PROBLEM SET:
a. Answer these questions using the San Diego County homelessness analysis below:
(i) What is the mean for Total Homeless in the summary table?
(ii) What range of years does the chart title cover?
(iii) Which two groups does the text say have a much tighter spread than the others?
b. Extend the San Diego County homelessness analysis below, picking up after its final sentence.

EXCERPTED PASSAGE:
★ ★ ★
No clear trend emerges from the plot above which points to a certain complexity in the region's homelessness situation. A look at the spread of these counts should help get a better understanding.

In [10]:
df_plot.describe(include=[float64])
Out[10]:
Sheltered Homeless Unsheltered Homeless Homeless Individuals Homeless People in Families Total Homeless
count 10 10 10 10 10
mean 4179 4462 6688 1952 8640
std 295 713 753 254 734
min 3729 3345 5295 1673 7326
25% 3980 4020 6345 1744 8401
50% 4143 4310 6656 1924 8588
75% 4406 4848 6998 2025 8845
max 4586 5642 7763 2460 10013
In [11]:
fig, ax = plt.subplots()

g = sns.boxplot(x="Count", y="Category", data=df_melted, whis=np.inf, palette="Paired",ax=ax)
g = sns.swarmplot(x="Count", y="Category", data=df_melted, size=4, color="red", linewidth=0)
g = sns.despine()

fig.set_size_inches(10, 5)

ax.grid(False)
ax.set_facecolor('white')
ax.legend(bbox_to_anchor=(1, 1), loc=2, borderaxespad=0.)
ax.xaxis.label.set_visible(False)
ax.yaxis.label.set_visible(False)

title = "Summary Stats: San Diego County Homeless Counts (2007-2016)" 
ax.set_title(title,fontsize=13, fontweight='bold',color='black')
ax.title.set_position([.5,1.05])

It is telling that the spreads for the homeless in shelters, and those who are with families is much tighter than the others.

When it comes to the sheltered homeless this indicates that either shelter capacity has remained more or less the same over the last decade or access to shelters is poorly managed. Based on the many reports of shelters being overrun it is hard not to conclude that it is more of the former.

The smaller spread in homeless families is likely due to factors that afford families greater economic opportunities both due to the presence of possibly multiple adults (who can each earn a living) and the availability of a greater share of government programs (primarily for families with children), as well as social factors such as a higher motivation to get out of a homeless situation or to never enter one. This also supports a well-known fact that many of the homeless tend to be the mentally ill who are seperated from their families either due to abandonment or some other reason.
★ ★ ★
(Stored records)
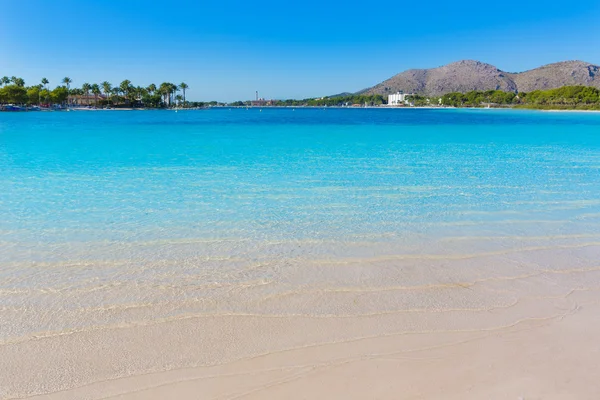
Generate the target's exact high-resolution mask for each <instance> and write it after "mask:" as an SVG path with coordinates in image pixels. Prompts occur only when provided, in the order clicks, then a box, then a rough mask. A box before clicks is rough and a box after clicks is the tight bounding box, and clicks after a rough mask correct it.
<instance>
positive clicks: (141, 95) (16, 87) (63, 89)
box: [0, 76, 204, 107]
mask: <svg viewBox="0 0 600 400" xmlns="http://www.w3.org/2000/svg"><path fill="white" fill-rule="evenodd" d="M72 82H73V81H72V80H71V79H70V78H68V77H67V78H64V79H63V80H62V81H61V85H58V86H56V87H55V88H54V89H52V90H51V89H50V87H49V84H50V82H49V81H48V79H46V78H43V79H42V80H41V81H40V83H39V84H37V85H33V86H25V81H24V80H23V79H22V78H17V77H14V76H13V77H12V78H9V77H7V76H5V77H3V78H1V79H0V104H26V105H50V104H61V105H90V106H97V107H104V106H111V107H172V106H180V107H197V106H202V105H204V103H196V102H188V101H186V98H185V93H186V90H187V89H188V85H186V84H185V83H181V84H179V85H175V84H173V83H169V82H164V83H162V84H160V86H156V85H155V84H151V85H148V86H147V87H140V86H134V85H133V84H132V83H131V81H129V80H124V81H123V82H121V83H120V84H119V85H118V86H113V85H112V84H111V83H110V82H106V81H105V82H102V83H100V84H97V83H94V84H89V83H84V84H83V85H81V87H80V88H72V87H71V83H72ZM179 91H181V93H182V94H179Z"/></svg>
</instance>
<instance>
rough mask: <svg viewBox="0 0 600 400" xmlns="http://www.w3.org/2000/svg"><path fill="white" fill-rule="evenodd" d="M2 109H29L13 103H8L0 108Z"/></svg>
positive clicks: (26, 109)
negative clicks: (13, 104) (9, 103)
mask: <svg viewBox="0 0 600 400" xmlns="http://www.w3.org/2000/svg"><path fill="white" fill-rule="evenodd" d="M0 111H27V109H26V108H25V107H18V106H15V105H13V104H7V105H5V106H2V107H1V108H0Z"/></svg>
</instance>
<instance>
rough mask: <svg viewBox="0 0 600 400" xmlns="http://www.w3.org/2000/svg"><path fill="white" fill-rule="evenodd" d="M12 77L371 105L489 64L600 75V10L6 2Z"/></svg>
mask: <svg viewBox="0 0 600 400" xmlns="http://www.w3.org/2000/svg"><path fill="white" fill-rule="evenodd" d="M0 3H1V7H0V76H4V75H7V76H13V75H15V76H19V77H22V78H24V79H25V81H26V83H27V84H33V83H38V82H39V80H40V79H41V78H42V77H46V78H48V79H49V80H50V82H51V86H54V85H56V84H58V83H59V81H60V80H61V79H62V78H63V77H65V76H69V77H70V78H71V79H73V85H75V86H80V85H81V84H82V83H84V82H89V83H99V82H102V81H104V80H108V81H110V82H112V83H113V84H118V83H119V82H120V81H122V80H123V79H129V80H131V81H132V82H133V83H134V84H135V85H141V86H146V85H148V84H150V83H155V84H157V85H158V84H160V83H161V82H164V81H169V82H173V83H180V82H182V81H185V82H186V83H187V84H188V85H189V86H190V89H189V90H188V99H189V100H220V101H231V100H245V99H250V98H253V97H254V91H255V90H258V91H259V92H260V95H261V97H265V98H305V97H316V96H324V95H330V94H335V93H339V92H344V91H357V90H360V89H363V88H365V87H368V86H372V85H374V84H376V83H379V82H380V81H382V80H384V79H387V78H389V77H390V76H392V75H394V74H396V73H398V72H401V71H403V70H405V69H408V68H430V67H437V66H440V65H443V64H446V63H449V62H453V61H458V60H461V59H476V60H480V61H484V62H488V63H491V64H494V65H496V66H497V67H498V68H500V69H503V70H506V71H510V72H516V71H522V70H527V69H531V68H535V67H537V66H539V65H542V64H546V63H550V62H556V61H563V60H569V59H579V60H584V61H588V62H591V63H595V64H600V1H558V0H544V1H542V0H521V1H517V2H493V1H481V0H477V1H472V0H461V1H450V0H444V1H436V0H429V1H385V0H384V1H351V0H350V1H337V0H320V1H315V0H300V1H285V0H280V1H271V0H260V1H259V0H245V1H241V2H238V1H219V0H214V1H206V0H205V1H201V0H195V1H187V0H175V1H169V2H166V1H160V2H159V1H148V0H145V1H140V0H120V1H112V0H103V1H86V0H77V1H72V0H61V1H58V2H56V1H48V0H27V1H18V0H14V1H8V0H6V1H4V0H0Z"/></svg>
★ ★ ★
ANSWERS FOR THE EXERCISE:
a.
(i) 8640
(ii) 2007-2016
(iii) The homeless in shelters and those who are with families

b.
Pair-Wise Relationships

Something else that would be interesting to plot here would be the pair-wise relationships between variables in this dataset.

In [44]:
# compare only the homeless counts
cols = list(df_plot.select_dtypes(include=[float64]).columns.values)

sns.set(style="ticks", rc={'xtick.major.pad': 5,
                           'ytick.major.pad': 5,
                           'font.weight': 'regular',})

plt.rcParams["axes.labelpad"] = 20
plt.rcParams["axes.labelweight"] = 'bold'

def corrfunc(x, y, **kws):
    r, _ = stats.pearsonr(x, y)
    ax = plt.gca()
    ax.annotate("r = {:.2f}".format(r),
                xy=(.1, .9), xycoords=ax.transAxes, color='red')

g = sns.pairplot(df_plot[cols], x_vars=["Homeless Individuals", "Homeless People in Families", "Total Homeless"],
                 y_vars=["Unsheltered Homeless", "Sheltered Homeless"], kind="reg", size=3)
g.map(corrfunc)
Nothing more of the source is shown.